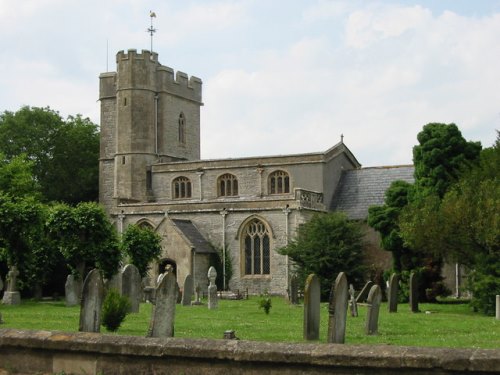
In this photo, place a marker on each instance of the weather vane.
(151, 30)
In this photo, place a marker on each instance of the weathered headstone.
(294, 290)
(187, 293)
(414, 292)
(337, 310)
(361, 298)
(92, 297)
(374, 300)
(393, 293)
(11, 296)
(163, 313)
(312, 295)
(212, 289)
(71, 291)
(353, 305)
(131, 286)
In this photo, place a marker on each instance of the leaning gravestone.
(414, 292)
(393, 293)
(71, 291)
(11, 296)
(163, 313)
(311, 308)
(212, 289)
(338, 310)
(92, 296)
(187, 293)
(374, 300)
(364, 292)
(352, 302)
(131, 286)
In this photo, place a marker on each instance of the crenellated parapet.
(143, 71)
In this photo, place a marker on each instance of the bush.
(114, 309)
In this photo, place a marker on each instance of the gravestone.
(364, 292)
(311, 308)
(212, 289)
(163, 312)
(187, 293)
(352, 302)
(337, 310)
(11, 296)
(131, 286)
(294, 290)
(393, 293)
(414, 292)
(91, 303)
(71, 291)
(374, 299)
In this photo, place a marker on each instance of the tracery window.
(181, 187)
(227, 185)
(182, 128)
(279, 183)
(256, 248)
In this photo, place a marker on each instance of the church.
(151, 175)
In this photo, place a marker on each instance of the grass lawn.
(447, 325)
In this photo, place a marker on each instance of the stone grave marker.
(71, 291)
(91, 303)
(11, 296)
(131, 286)
(187, 293)
(414, 292)
(312, 295)
(374, 300)
(163, 312)
(294, 290)
(393, 293)
(353, 305)
(212, 289)
(337, 310)
(364, 292)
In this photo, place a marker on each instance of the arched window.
(256, 248)
(279, 183)
(181, 188)
(182, 128)
(227, 185)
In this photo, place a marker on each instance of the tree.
(64, 153)
(85, 237)
(141, 245)
(326, 245)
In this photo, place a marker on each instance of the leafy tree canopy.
(326, 245)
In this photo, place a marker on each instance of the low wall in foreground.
(44, 352)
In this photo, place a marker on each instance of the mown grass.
(447, 325)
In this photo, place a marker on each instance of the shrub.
(114, 309)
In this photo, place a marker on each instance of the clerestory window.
(181, 188)
(227, 185)
(279, 183)
(256, 248)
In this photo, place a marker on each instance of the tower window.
(279, 183)
(227, 185)
(181, 188)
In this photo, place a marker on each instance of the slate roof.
(361, 188)
(200, 244)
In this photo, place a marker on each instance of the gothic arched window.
(257, 248)
(182, 128)
(181, 188)
(227, 185)
(279, 183)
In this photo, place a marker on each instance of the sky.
(279, 76)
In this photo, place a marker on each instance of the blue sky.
(279, 77)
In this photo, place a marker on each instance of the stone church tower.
(147, 116)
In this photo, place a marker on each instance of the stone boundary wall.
(47, 352)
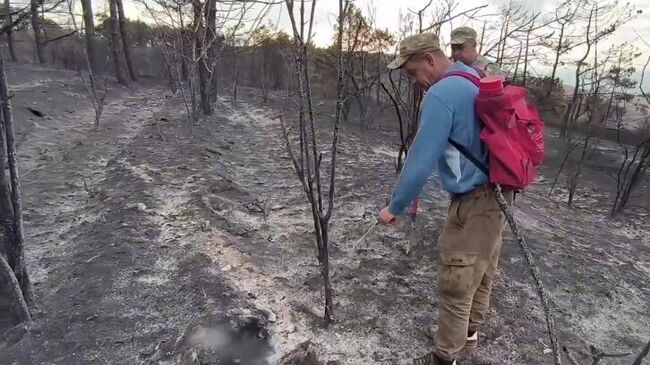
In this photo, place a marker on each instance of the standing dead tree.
(14, 234)
(97, 96)
(116, 44)
(37, 28)
(9, 32)
(564, 16)
(308, 163)
(636, 160)
(91, 38)
(126, 47)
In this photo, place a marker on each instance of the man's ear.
(428, 58)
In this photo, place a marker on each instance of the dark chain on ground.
(534, 270)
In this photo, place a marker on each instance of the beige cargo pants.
(469, 248)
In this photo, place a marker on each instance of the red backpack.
(512, 132)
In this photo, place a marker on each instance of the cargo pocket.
(457, 272)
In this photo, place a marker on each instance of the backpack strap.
(470, 156)
(480, 72)
(466, 75)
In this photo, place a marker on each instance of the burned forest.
(202, 181)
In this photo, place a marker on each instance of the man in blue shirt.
(471, 239)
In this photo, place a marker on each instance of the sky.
(386, 14)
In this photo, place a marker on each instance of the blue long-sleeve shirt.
(447, 111)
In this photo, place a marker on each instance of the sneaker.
(432, 359)
(472, 340)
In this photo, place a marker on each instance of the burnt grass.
(150, 245)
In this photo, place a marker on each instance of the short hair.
(437, 53)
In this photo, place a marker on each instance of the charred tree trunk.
(514, 76)
(629, 180)
(17, 249)
(91, 40)
(115, 44)
(200, 40)
(125, 39)
(38, 31)
(211, 24)
(16, 298)
(525, 76)
(10, 34)
(573, 184)
(558, 53)
(6, 209)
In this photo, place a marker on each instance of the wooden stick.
(534, 270)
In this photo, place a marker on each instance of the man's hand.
(386, 217)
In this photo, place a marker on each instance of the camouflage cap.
(462, 34)
(413, 45)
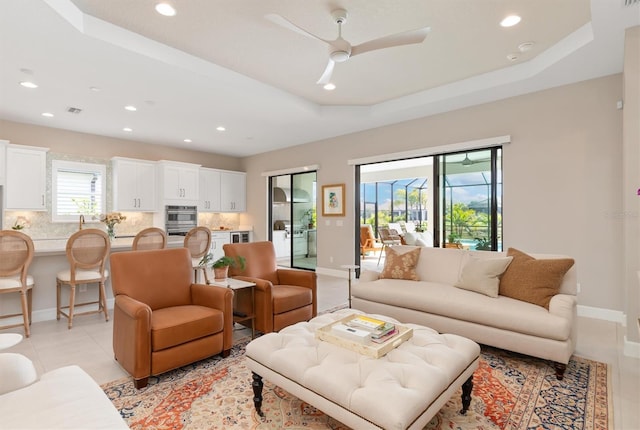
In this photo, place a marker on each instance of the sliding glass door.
(293, 219)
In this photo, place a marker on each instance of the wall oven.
(180, 219)
(240, 237)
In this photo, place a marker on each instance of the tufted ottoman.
(402, 390)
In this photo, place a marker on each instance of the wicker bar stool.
(198, 241)
(16, 254)
(150, 238)
(87, 252)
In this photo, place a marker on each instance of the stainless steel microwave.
(180, 219)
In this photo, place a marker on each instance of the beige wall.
(561, 176)
(69, 142)
(631, 175)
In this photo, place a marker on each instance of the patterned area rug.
(511, 391)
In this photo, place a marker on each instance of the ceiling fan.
(340, 50)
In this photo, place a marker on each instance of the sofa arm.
(563, 305)
(16, 371)
(369, 275)
(302, 278)
(132, 335)
(216, 297)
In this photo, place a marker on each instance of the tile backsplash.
(40, 226)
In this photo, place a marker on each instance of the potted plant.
(221, 265)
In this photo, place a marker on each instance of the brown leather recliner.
(161, 319)
(282, 296)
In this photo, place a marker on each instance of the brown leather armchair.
(282, 296)
(161, 319)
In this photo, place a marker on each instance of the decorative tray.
(364, 346)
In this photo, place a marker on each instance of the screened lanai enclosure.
(456, 198)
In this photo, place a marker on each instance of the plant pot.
(220, 273)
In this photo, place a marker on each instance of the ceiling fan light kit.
(341, 50)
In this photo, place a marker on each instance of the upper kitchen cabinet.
(209, 190)
(134, 185)
(26, 177)
(179, 182)
(233, 192)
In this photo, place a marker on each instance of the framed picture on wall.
(333, 200)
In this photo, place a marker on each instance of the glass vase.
(111, 232)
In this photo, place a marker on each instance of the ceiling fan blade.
(326, 76)
(405, 38)
(284, 22)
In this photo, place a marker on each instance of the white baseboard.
(631, 349)
(602, 314)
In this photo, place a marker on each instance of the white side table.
(236, 285)
(7, 340)
(349, 268)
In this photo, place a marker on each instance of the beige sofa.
(435, 301)
(64, 398)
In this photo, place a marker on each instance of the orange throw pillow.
(531, 280)
(400, 266)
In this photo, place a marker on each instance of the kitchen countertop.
(59, 246)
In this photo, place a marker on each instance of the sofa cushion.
(16, 371)
(482, 275)
(400, 265)
(531, 280)
(440, 265)
(448, 301)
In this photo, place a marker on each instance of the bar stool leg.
(25, 312)
(72, 299)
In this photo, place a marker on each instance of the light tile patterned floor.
(88, 344)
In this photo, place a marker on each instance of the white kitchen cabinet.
(233, 191)
(218, 239)
(134, 185)
(209, 190)
(26, 177)
(179, 182)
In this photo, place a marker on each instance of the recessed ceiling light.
(525, 46)
(510, 21)
(165, 9)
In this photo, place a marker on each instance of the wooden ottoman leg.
(257, 392)
(466, 395)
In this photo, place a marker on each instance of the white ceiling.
(223, 63)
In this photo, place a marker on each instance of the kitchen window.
(77, 189)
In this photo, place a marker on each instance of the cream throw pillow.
(400, 266)
(483, 275)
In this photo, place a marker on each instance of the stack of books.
(363, 328)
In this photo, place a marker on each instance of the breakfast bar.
(49, 259)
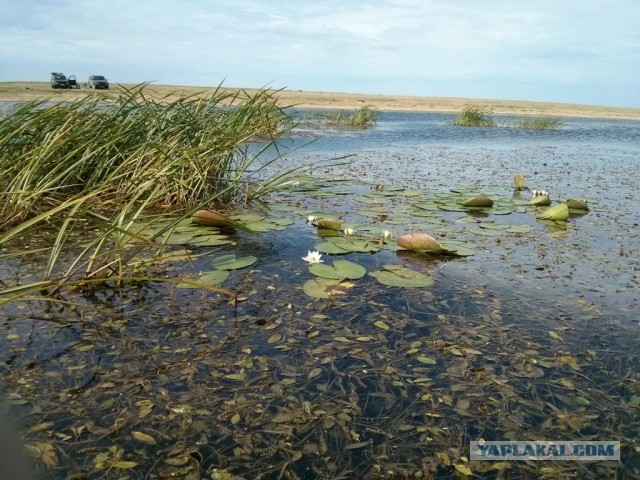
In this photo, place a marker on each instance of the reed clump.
(472, 116)
(364, 116)
(134, 150)
(93, 175)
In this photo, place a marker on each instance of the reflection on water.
(533, 337)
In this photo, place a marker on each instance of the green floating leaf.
(231, 262)
(559, 213)
(214, 277)
(328, 224)
(478, 201)
(399, 276)
(341, 270)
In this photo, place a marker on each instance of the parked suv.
(98, 82)
(58, 80)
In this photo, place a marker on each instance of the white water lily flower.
(539, 193)
(313, 257)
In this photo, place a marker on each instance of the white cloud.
(455, 48)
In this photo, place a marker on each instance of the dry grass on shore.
(25, 91)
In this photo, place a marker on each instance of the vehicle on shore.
(59, 80)
(98, 82)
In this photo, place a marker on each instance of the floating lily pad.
(399, 276)
(214, 277)
(478, 201)
(341, 270)
(231, 262)
(558, 213)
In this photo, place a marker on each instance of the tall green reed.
(103, 171)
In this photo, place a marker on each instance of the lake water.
(533, 337)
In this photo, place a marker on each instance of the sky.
(572, 51)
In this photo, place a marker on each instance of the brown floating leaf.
(355, 446)
(418, 241)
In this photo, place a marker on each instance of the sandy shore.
(25, 91)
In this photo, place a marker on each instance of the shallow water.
(533, 337)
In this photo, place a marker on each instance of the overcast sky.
(576, 51)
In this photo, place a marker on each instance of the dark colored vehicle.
(98, 82)
(72, 82)
(58, 80)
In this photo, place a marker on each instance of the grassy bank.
(101, 170)
(472, 116)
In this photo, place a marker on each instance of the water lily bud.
(329, 224)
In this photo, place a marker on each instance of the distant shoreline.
(28, 91)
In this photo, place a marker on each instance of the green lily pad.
(558, 213)
(341, 270)
(231, 262)
(399, 276)
(214, 277)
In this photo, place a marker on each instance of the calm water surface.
(533, 337)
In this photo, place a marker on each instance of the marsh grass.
(97, 172)
(472, 116)
(362, 117)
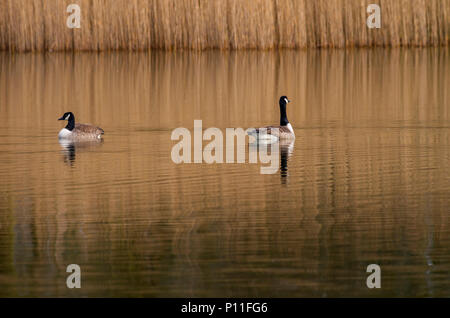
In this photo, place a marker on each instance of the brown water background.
(366, 181)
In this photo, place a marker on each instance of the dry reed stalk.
(40, 25)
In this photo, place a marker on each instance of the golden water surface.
(367, 180)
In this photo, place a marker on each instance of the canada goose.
(78, 132)
(274, 133)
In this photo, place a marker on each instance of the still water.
(366, 181)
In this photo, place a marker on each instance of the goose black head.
(283, 117)
(67, 116)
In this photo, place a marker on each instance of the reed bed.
(40, 25)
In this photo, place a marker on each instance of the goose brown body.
(77, 132)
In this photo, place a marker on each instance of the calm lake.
(367, 180)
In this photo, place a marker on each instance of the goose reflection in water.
(70, 148)
(286, 148)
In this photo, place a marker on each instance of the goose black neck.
(283, 116)
(71, 123)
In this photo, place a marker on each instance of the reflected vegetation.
(367, 179)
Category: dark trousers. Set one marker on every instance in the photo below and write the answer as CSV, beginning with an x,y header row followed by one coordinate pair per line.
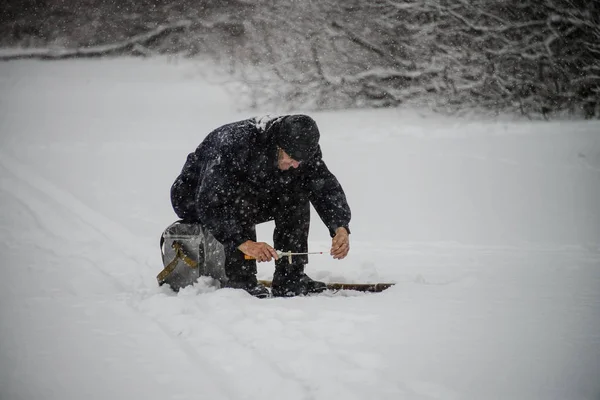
x,y
290,209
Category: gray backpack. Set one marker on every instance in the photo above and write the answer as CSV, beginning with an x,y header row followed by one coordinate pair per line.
x,y
188,252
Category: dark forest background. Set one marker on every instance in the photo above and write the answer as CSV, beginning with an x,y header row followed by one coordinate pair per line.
x,y
540,58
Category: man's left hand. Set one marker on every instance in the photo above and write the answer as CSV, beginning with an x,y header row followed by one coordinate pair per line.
x,y
340,244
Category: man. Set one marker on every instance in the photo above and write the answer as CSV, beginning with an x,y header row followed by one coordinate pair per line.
x,y
259,170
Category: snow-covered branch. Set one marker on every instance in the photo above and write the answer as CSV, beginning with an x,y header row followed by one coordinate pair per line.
x,y
132,45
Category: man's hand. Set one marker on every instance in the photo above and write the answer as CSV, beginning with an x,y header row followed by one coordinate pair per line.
x,y
259,250
340,244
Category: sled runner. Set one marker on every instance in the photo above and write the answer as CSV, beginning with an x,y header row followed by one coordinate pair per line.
x,y
189,251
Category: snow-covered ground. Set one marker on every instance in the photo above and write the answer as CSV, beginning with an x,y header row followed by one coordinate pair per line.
x,y
490,229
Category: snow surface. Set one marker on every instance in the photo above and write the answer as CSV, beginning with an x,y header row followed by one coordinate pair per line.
x,y
490,229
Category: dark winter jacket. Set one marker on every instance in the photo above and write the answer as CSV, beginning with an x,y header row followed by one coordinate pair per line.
x,y
236,166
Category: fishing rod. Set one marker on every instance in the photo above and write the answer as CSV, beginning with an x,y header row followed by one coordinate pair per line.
x,y
287,254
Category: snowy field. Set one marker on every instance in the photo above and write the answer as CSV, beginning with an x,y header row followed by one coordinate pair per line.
x,y
490,230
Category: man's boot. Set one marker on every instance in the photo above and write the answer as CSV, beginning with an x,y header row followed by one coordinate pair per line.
x,y
290,280
249,284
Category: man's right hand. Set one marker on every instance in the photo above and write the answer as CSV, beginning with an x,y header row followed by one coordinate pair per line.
x,y
261,251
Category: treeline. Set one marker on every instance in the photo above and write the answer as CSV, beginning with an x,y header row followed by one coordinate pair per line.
x,y
535,57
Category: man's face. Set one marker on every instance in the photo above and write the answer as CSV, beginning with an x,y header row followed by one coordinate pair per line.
x,y
285,162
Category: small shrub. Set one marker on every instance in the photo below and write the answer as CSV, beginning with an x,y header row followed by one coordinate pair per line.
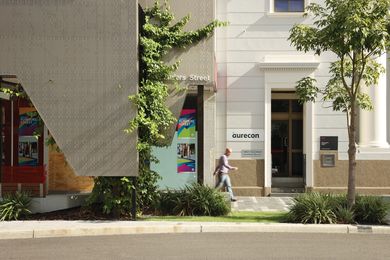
x,y
312,207
344,215
193,200
15,206
370,210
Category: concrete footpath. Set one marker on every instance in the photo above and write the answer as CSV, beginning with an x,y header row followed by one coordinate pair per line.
x,y
42,229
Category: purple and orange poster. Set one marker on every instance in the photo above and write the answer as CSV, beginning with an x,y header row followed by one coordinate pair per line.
x,y
186,158
186,124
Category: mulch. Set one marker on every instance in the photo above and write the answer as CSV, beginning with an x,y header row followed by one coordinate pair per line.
x,y
77,213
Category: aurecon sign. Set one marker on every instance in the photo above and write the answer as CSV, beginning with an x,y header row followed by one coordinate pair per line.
x,y
245,135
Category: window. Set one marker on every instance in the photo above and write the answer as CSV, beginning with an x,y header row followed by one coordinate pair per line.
x,y
289,5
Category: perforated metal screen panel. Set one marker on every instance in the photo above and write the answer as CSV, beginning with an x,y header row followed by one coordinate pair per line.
x,y
77,60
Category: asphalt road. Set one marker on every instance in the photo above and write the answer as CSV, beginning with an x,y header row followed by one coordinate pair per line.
x,y
202,246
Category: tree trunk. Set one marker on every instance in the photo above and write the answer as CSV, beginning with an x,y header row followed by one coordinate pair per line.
x,y
352,158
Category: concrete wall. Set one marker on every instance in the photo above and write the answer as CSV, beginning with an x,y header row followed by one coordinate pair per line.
x,y
77,61
372,177
198,59
248,180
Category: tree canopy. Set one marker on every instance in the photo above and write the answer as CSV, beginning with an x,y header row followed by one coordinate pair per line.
x,y
357,32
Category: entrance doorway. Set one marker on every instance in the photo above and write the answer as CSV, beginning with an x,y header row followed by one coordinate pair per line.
x,y
286,140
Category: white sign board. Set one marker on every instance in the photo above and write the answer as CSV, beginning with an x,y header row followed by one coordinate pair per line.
x,y
258,154
245,135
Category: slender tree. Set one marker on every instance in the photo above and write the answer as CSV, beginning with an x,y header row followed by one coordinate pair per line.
x,y
357,32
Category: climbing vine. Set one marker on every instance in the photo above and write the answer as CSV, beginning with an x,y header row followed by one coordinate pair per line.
x,y
158,37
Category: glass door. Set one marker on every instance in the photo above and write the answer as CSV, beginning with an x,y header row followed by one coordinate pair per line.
x,y
287,138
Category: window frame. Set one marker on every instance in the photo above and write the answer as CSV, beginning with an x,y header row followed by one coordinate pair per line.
x,y
273,11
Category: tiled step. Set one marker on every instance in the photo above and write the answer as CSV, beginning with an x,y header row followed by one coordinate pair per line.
x,y
286,192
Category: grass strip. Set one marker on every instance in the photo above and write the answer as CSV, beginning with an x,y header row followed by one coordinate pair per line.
x,y
254,217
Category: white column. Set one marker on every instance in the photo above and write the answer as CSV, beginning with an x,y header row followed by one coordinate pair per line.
x,y
388,97
372,124
308,142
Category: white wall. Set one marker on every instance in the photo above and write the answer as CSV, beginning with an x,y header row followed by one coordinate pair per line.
x,y
252,34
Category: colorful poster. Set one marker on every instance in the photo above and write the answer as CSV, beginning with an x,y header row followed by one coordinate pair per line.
x,y
28,143
186,126
28,151
186,158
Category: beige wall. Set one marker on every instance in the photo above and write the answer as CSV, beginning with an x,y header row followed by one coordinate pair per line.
x,y
372,177
248,180
62,178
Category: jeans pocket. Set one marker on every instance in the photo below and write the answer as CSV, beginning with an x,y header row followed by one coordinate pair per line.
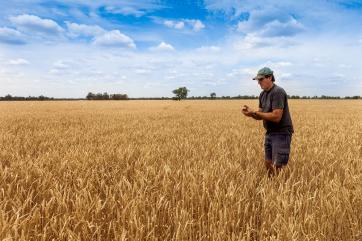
x,y
282,156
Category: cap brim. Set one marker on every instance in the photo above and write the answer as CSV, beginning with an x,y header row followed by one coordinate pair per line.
x,y
258,77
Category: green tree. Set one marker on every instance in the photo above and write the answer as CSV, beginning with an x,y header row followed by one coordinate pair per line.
x,y
91,96
181,93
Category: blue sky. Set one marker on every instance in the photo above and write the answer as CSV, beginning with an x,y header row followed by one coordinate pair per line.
x,y
150,47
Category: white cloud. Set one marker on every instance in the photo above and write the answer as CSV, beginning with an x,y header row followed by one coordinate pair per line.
x,y
251,41
19,61
208,49
276,28
196,24
174,24
75,30
114,38
11,36
163,47
32,23
126,10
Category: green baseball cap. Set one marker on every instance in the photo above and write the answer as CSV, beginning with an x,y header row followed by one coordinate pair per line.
x,y
263,72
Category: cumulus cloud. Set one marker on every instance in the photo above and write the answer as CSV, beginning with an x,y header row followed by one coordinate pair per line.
x,y
11,36
208,49
163,47
174,24
19,61
75,30
195,24
274,28
35,24
127,10
114,38
252,40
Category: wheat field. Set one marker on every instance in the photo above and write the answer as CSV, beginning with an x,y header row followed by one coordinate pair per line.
x,y
169,170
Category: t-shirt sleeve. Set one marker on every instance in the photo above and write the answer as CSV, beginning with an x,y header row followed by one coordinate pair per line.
x,y
278,100
260,100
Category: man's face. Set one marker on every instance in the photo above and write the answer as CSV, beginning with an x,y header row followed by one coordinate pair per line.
x,y
265,82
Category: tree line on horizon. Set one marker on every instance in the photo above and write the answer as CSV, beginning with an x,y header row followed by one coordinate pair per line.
x,y
181,95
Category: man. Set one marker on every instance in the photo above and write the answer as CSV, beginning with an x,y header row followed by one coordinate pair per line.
x,y
274,111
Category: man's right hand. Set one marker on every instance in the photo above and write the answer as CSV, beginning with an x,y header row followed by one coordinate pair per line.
x,y
247,111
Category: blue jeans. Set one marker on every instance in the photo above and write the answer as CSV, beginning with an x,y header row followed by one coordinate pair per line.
x,y
277,148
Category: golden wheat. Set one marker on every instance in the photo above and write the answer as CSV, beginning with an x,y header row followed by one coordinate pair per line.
x,y
168,170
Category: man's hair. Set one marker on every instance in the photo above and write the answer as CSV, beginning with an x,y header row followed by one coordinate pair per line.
x,y
273,79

▶ **STATED TASK**: Nothing but the lines from the line with "Category: tree line" to the last line of the listing above should appear; please retype them exactly, both ends included.

▶ **EXERCISE RESPONSE**:
Category: tree line on horizon. Set one marker on every instance in the photo above and write the answer as CSV, beginning with an x,y header row followed by one coordinate pair per line.
x,y
181,95
Category: man. Set one marker on every instance in the photo above and write the answer as CSV, beginning with an x,y header row followed by one coordinate pair per line.
x,y
274,111
Category: man's right hand. Set one marker on every instance in the photo above and write the answer as CSV, beginning with an x,y header row followed by one coordinate pair per line.
x,y
247,111
Category: blue jeans. Set one marker on every instance in the photo above and write the answer as CSV, beginning with an x,y header row followed by one coordinate pair per line.
x,y
277,148
Category: golden wheat. Set one marker on every instance in the photo above and write the answer as CSV, beginning with an x,y header row followed by one coordinate pair per line.
x,y
168,170
Category: man's hair. Set one marker on every instance in the photo above and write the answer as CSV, beginning with an x,y header row followed by one coordinate pair per line.
x,y
273,79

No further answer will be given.